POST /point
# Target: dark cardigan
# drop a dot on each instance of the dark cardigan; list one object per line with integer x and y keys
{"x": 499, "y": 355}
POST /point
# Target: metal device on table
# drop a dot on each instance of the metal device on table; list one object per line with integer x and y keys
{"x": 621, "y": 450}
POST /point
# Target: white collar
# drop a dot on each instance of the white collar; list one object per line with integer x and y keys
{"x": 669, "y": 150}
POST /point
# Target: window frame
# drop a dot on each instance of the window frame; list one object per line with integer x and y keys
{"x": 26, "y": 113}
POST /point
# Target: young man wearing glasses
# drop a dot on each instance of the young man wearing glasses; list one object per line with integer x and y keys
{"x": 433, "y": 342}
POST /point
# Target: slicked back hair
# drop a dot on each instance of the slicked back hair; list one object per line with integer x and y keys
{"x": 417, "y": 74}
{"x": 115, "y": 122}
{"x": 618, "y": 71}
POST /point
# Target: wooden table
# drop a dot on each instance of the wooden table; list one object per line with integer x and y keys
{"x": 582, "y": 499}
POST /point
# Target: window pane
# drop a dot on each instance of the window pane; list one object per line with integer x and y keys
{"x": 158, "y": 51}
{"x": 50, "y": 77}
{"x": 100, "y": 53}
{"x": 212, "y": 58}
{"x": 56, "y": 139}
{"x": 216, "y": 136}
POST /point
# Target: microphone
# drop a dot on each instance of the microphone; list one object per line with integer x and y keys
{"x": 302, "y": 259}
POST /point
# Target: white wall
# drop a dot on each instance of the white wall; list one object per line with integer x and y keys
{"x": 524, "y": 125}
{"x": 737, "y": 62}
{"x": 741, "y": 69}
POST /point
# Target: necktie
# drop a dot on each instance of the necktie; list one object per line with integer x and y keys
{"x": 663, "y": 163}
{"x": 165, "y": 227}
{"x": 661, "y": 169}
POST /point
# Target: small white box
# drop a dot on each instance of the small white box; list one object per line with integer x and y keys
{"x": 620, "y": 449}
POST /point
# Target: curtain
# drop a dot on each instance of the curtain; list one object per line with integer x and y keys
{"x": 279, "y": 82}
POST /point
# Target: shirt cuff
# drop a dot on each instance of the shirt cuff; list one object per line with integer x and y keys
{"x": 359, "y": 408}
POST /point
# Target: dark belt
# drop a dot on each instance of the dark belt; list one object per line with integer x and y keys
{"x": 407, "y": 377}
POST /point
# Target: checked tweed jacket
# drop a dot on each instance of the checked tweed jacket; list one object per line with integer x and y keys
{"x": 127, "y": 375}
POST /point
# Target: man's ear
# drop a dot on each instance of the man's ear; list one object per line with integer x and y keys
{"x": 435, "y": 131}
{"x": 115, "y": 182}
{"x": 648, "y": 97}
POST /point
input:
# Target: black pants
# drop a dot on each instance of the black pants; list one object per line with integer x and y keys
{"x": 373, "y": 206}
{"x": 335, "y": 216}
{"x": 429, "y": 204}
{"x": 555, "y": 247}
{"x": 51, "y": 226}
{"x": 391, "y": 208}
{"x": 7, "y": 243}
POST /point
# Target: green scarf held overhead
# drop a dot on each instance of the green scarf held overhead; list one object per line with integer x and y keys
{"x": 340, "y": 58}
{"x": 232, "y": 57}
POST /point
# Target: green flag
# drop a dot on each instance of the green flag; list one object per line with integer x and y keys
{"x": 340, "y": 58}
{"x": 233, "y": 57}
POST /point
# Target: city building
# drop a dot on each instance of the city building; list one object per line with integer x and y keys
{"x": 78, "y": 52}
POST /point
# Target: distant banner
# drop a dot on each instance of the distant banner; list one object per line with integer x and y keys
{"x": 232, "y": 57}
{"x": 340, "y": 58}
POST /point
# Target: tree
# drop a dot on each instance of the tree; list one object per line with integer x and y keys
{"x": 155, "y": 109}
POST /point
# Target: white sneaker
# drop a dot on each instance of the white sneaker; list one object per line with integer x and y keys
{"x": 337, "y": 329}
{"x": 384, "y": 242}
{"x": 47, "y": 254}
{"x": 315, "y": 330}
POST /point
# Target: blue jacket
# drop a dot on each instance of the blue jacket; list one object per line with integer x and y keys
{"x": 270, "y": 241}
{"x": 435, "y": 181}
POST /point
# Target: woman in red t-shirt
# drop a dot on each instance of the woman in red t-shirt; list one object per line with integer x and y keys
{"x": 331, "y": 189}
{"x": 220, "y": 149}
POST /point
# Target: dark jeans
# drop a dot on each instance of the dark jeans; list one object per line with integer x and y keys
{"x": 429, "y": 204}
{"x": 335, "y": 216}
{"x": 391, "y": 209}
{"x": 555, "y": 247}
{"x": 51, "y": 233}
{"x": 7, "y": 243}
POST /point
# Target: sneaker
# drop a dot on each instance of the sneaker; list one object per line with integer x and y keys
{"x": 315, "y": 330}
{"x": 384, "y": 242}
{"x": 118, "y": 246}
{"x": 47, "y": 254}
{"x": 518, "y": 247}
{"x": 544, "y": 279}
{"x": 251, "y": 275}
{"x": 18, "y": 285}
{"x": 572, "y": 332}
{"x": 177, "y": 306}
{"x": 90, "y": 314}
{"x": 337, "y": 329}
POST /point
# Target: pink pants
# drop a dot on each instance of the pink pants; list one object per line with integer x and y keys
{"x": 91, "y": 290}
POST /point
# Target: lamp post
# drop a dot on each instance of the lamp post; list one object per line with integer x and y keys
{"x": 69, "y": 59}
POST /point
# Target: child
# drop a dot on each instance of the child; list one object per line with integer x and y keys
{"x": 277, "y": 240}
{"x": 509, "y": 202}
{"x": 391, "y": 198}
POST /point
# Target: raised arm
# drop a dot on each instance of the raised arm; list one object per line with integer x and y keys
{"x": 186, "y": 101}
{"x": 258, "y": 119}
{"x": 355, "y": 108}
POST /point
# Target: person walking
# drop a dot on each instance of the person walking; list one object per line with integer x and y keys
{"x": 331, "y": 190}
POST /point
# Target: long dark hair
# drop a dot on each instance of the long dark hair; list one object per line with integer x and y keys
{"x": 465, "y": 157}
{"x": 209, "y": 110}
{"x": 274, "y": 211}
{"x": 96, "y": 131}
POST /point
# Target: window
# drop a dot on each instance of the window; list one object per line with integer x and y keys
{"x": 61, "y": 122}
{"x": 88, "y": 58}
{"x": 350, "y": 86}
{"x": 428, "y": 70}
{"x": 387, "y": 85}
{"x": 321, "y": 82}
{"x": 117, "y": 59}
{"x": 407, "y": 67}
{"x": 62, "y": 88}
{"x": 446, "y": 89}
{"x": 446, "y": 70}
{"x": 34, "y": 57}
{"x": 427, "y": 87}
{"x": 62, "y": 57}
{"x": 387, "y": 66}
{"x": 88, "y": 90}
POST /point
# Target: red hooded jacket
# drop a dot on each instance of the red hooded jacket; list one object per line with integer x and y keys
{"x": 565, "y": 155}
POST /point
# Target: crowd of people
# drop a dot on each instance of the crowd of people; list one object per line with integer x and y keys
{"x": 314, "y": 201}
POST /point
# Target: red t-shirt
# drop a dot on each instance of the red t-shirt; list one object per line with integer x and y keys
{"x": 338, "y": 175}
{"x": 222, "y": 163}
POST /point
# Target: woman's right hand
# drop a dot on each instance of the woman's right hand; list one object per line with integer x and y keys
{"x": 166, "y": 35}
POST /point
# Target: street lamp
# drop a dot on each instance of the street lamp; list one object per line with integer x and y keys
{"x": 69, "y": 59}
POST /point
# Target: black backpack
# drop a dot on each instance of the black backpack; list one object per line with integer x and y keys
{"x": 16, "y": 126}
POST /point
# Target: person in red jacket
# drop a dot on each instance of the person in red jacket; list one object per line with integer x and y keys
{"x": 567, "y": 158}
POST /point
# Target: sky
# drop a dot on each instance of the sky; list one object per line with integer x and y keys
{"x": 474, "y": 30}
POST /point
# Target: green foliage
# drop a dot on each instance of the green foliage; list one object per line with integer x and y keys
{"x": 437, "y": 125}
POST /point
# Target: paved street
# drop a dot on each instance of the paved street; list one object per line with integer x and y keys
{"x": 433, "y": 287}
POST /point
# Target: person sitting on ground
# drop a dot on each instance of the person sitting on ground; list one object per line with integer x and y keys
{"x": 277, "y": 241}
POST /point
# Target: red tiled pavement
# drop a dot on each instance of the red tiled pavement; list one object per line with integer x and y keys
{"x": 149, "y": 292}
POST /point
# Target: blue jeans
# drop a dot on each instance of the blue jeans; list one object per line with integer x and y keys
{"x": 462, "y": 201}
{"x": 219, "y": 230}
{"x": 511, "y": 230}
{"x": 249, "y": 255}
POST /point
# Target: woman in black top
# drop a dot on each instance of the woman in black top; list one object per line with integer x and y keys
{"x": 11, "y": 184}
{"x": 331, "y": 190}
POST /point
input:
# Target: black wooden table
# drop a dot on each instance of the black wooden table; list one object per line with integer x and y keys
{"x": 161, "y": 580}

Exercise prompt — Take the listing above and repeat exactly the lines from the one containing "# Target: window pane" through the one containing "# Target: green scarf held overhead", both included.

Exercise response —
# Target: window pane
# drop a dot on each instance of the window pane; list one object per line with integer x and y keys
{"x": 158, "y": 51}
{"x": 50, "y": 77}
{"x": 100, "y": 53}
{"x": 212, "y": 58}
{"x": 56, "y": 139}
{"x": 216, "y": 136}
POST /point
# Target: microphone
# drop a dot on each instance of the microphone; list one object per line with integer x and y keys
{"x": 302, "y": 259}
POST /point
# Target: white wall
# drop a dot on each instance of the white wall; list one object per line with integer x and y keys
{"x": 524, "y": 125}
{"x": 737, "y": 62}
{"x": 741, "y": 69}
POST /point
# Target: necktie
# drop a dot on each instance of the necktie; list one object per line with integer x and y keys
{"x": 663, "y": 163}
{"x": 165, "y": 227}
{"x": 661, "y": 169}
POST /point
# Target: small white box
# drop a dot on each instance of the small white box; list one object per line with integer x and y keys
{"x": 620, "y": 449}
POST /point
# Target: curtain
# drop a dot on each instance of the curtain; list one object per line with integer x and y keys
{"x": 279, "y": 82}
POST /point
# Target: shirt cuff
# drop a dot on each instance of the shirt cuff; list one object per line with integer x and y keys
{"x": 359, "y": 408}
POST /point
# Target: dark belt
# drop a dot on each instance of the dark belt; list one object per line with integer x and y keys
{"x": 407, "y": 377}
POST /point
# Target: checked tweed jacket
# drop a dot on each instance of the checked tweed jacket; list one object per line with integer x and y keys
{"x": 127, "y": 375}
POST /point
# Target: man's ear
# drop a dot on each instance of the man's ear; list one object per line with integer x and y keys
{"x": 435, "y": 131}
{"x": 115, "y": 182}
{"x": 648, "y": 97}
POST /point
input:
# Target: black pants
# drop a dot on each instance of the black pants; list one object per line with integer x and y keys
{"x": 373, "y": 206}
{"x": 335, "y": 216}
{"x": 429, "y": 204}
{"x": 555, "y": 247}
{"x": 51, "y": 226}
{"x": 391, "y": 208}
{"x": 7, "y": 243}
POST /point
# Target: green scarf held overhead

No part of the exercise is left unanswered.